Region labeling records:
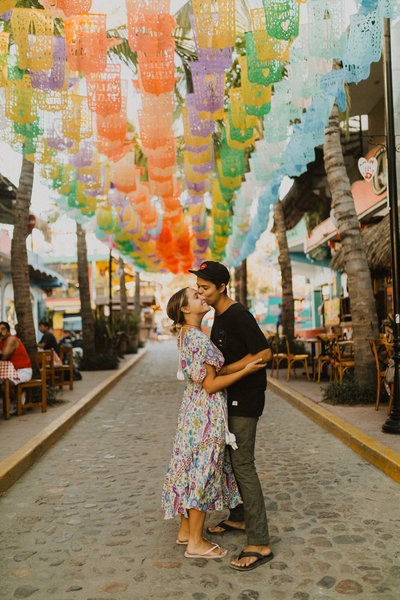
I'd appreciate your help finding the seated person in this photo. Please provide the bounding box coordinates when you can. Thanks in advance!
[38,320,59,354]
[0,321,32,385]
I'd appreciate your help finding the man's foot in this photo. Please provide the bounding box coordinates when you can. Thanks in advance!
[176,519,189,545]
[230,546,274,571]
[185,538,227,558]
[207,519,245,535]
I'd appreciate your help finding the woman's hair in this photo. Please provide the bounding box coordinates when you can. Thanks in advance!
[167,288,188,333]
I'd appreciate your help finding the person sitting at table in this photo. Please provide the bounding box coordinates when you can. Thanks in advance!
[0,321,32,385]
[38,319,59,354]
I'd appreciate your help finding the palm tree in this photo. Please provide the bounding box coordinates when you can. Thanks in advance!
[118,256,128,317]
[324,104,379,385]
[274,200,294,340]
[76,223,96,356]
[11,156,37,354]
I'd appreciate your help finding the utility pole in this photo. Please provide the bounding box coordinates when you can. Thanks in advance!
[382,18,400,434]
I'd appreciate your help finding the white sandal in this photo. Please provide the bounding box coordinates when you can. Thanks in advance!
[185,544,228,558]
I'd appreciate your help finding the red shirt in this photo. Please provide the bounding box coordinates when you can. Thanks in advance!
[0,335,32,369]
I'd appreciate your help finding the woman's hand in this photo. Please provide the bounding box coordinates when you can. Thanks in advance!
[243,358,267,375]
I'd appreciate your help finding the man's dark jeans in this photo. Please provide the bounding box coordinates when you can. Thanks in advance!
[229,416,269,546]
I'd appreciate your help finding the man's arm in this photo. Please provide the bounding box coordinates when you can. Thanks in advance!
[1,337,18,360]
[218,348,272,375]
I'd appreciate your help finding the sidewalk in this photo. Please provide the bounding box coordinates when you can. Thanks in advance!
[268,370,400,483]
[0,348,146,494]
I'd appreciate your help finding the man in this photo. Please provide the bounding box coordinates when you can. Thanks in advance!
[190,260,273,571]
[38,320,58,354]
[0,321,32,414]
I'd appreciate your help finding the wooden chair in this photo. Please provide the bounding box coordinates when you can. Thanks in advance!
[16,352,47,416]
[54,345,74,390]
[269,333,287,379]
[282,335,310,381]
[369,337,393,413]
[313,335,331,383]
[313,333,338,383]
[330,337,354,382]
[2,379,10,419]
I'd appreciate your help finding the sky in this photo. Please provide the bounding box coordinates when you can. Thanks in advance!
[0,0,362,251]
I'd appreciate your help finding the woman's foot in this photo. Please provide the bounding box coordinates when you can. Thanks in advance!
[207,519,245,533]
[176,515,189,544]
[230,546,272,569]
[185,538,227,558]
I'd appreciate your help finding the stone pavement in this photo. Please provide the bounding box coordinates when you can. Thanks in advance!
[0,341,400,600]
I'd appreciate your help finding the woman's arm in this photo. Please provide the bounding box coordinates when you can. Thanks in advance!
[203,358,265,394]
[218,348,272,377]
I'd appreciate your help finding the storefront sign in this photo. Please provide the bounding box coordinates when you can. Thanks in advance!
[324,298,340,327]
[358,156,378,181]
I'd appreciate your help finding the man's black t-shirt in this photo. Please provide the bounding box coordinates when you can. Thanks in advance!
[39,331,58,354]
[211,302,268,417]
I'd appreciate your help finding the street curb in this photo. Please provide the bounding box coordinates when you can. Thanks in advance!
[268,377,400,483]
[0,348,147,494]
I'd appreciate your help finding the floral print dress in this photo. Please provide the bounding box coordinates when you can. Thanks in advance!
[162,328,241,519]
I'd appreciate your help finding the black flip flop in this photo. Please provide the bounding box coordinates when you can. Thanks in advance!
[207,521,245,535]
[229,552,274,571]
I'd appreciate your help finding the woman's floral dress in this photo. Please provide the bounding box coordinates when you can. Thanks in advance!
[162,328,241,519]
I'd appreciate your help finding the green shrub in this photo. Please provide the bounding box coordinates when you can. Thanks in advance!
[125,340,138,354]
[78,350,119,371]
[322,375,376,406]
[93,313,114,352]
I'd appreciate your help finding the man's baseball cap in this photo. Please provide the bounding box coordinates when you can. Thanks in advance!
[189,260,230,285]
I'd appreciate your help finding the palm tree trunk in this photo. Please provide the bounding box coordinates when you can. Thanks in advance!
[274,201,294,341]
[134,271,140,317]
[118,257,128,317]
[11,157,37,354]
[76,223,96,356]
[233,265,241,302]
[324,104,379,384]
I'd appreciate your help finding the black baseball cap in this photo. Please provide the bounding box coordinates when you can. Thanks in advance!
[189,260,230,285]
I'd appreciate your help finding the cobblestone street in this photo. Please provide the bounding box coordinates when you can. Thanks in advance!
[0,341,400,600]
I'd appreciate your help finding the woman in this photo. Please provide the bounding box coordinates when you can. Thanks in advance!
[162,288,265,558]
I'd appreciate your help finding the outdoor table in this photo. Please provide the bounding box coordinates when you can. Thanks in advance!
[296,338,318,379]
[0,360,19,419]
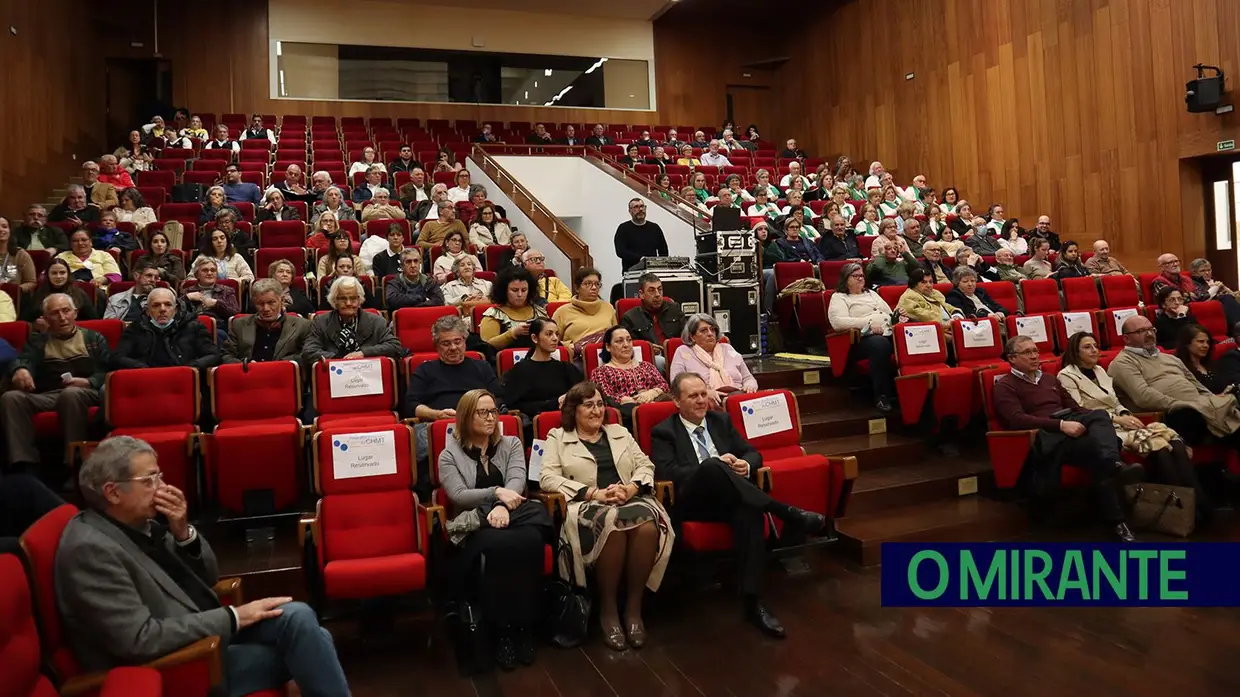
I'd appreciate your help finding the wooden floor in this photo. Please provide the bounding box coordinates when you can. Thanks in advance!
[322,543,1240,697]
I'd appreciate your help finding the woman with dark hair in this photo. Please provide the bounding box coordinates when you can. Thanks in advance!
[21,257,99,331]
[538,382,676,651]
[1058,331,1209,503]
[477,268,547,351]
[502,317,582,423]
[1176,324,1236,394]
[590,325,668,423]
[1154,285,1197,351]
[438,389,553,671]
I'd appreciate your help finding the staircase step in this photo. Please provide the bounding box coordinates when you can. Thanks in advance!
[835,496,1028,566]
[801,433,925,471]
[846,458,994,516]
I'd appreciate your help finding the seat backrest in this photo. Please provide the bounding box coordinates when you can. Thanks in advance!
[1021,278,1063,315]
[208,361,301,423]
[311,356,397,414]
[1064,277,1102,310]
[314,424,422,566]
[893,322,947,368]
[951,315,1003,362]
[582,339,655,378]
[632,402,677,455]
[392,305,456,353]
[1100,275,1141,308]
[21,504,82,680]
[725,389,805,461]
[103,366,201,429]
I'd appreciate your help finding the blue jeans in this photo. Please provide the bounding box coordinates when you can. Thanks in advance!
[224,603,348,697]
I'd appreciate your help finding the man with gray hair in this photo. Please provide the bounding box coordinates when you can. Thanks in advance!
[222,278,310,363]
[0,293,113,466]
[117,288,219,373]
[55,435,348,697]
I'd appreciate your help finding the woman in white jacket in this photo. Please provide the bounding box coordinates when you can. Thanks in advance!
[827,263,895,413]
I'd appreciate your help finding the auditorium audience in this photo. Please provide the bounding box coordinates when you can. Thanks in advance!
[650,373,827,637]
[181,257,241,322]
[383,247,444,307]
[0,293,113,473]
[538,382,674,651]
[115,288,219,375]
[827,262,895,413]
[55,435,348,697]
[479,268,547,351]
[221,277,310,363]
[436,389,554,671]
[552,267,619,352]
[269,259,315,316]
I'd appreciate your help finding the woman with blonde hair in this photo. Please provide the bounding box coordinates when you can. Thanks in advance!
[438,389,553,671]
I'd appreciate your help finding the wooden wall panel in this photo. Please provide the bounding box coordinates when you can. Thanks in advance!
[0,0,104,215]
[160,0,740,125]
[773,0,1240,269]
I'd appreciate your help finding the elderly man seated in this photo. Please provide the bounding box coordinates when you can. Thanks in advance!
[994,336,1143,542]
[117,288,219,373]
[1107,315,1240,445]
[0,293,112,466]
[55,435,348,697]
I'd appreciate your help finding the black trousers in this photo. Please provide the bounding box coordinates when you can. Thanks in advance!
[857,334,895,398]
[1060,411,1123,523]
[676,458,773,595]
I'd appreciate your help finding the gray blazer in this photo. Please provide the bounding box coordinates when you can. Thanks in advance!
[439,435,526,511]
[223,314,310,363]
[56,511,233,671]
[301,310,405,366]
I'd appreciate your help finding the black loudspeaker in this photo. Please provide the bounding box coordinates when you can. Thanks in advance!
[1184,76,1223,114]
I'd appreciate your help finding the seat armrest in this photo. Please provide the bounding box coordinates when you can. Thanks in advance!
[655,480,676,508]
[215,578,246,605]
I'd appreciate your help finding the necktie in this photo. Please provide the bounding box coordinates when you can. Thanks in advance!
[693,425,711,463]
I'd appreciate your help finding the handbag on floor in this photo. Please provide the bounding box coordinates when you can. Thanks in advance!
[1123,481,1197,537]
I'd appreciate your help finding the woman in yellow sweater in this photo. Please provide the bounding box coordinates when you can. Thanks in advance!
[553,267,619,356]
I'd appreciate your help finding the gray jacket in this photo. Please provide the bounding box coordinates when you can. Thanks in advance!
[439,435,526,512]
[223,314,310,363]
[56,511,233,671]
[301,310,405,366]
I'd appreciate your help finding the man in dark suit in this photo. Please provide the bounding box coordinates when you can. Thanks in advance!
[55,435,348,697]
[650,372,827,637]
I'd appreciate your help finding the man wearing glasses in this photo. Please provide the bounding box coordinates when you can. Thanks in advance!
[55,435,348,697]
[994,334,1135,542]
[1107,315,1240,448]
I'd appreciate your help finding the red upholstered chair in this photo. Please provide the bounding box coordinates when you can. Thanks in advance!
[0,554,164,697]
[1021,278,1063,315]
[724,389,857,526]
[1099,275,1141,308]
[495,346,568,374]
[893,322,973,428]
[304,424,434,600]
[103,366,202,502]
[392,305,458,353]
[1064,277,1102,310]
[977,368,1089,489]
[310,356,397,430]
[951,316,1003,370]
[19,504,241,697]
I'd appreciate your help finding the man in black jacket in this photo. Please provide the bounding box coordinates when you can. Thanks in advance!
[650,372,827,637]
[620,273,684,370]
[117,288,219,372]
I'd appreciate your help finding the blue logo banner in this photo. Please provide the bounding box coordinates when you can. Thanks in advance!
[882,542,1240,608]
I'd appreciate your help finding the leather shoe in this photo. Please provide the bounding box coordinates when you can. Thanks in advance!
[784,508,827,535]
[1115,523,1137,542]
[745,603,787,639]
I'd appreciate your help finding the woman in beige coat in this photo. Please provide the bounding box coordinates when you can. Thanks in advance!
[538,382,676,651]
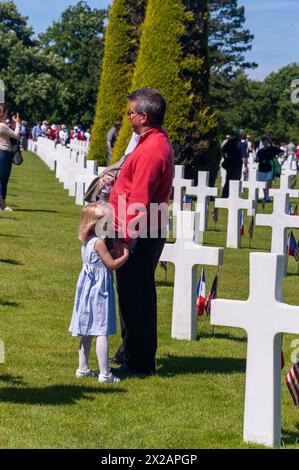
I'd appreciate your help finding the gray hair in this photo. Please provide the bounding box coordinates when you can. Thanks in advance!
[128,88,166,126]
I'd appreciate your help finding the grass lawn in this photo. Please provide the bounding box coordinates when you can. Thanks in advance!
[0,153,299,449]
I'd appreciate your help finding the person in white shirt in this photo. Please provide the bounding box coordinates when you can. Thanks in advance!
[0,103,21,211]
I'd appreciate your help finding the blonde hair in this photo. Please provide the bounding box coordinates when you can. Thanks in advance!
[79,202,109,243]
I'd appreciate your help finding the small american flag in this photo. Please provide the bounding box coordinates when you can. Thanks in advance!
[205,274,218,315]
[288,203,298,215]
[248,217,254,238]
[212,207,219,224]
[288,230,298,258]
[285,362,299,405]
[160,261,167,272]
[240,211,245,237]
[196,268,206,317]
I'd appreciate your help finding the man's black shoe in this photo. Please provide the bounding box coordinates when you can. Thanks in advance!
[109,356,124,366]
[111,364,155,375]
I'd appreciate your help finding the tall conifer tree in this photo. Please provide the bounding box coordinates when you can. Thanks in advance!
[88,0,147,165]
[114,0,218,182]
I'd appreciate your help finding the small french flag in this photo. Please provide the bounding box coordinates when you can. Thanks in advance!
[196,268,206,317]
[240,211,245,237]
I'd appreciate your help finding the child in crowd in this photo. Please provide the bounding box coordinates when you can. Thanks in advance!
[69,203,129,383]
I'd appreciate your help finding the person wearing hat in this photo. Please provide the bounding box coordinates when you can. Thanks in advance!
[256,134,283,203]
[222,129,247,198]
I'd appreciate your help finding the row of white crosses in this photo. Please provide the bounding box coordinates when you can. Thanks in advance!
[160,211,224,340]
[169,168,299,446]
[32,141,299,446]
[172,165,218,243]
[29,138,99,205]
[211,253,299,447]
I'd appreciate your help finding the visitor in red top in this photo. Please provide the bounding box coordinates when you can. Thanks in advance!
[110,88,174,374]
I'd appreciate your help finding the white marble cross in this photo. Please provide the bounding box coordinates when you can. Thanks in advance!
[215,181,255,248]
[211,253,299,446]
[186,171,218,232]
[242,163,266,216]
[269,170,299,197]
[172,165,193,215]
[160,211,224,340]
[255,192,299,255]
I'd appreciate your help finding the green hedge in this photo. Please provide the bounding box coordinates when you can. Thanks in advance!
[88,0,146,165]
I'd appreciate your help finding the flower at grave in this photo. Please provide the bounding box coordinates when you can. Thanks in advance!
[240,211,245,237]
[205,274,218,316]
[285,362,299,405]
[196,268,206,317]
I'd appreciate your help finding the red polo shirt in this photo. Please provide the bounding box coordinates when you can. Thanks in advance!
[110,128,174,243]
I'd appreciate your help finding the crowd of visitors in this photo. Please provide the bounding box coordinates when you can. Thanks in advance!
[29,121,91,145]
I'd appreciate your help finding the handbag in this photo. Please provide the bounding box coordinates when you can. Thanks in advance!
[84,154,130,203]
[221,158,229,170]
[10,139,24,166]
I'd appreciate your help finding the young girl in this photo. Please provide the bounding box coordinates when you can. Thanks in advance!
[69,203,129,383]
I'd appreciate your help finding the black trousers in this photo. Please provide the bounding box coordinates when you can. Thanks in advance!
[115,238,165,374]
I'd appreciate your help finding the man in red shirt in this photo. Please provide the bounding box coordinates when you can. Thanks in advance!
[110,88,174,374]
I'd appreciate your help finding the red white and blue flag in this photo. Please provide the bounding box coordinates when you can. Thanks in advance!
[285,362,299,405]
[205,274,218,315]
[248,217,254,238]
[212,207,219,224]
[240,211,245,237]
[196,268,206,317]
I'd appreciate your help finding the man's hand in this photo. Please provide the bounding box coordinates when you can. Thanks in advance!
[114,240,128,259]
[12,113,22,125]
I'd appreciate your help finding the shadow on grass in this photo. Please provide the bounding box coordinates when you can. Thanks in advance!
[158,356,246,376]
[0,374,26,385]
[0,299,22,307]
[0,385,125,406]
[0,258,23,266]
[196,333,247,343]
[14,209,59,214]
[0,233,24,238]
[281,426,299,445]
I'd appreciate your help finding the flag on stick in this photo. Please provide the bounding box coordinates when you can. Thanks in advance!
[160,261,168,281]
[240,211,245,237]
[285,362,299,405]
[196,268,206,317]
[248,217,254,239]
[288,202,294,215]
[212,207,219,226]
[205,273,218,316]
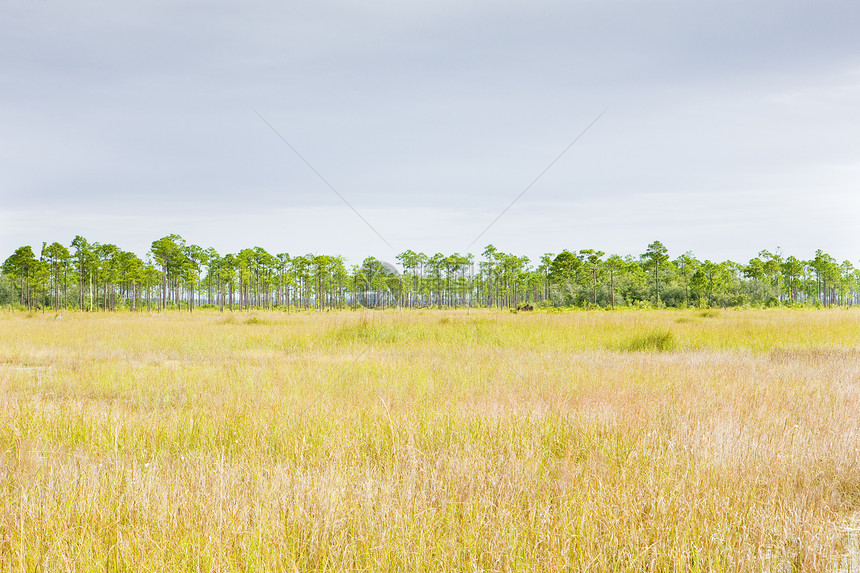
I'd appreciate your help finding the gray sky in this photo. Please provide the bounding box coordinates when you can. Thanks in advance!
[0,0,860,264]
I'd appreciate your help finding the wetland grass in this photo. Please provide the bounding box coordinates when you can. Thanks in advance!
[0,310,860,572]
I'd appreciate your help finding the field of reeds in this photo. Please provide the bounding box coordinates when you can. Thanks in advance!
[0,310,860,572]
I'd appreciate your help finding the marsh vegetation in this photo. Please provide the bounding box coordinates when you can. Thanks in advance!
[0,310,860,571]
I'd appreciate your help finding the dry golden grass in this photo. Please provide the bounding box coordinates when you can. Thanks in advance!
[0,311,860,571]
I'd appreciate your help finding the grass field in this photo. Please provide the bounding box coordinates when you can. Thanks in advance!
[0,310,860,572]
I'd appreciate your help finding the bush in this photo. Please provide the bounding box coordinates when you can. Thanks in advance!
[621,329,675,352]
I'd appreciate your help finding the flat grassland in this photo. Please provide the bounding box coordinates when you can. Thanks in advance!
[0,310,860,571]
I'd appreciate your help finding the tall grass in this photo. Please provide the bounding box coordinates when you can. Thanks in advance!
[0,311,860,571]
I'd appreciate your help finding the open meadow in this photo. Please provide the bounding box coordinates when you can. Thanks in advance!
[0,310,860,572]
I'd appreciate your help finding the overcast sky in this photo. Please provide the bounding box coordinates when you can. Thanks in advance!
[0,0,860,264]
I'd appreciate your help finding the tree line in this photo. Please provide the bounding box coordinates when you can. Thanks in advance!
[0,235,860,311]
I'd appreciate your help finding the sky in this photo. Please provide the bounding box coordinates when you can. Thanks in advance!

WRITTEN INSTRUCTION:
Format the lines as a Markdown table with the columns Row and Line, starting with the line containing "I'd appreciate your help finding the visitor" and going on through the line containing "[10,139,24,166]". Number each row and leave out any blank lines.

ANSWER FOR THIS EXERCISE:
| Row | Line |
|---|---|
| 1 | I'd appreciate your help finding the visitor in red top in this photo. Please provide the bounding box coordinates when you can. Thanks in advance! |
| 2 | [110,88,174,374] |
| 3 | I'd appreciate your help finding the white marble cross in this photo. Please provide the bounding box coordinates when you can. Thanks in advance! |
| 4 | [215,181,255,248] |
| 5 | [211,253,299,446] |
| 6 | [186,171,218,232] |
| 7 | [242,163,266,216] |
| 8 | [269,170,299,197] |
| 9 | [172,165,193,215] |
| 10 | [160,211,224,340] |
| 11 | [255,192,299,255] |
| 12 | I'd appreciate your help finding the green hedge in this photo. Please provide the bounding box coordinates when you can. Thanks in advance! |
| 13 | [88,0,146,165] |
| 14 | I'd appreciate your help finding the flower at grave in this photo. Please provide the bounding box coordinates when you can. Thanks in advance! |
| 15 | [240,211,245,237] |
| 16 | [205,274,218,316] |
| 17 | [285,362,299,405] |
| 18 | [196,268,206,317] |
| 19 | I'd appreciate your help finding the red polo shirt in this photo. Please provide the bounding box coordinates when you can. Thanks in advance! |
| 20 | [110,128,174,243] |
| 21 | I'd appreciate your help finding the crowd of visitors in this photo. Please provide the bounding box coordinates when you can. Thanks in advance! |
| 22 | [29,121,91,145] |
| 23 | I'd appreciate your help finding the handbag in this photo. Please provide the bounding box coordinates when you can. Thanks in advance! |
| 24 | [84,154,130,203] |
| 25 | [221,158,229,170] |
| 26 | [10,139,24,166] |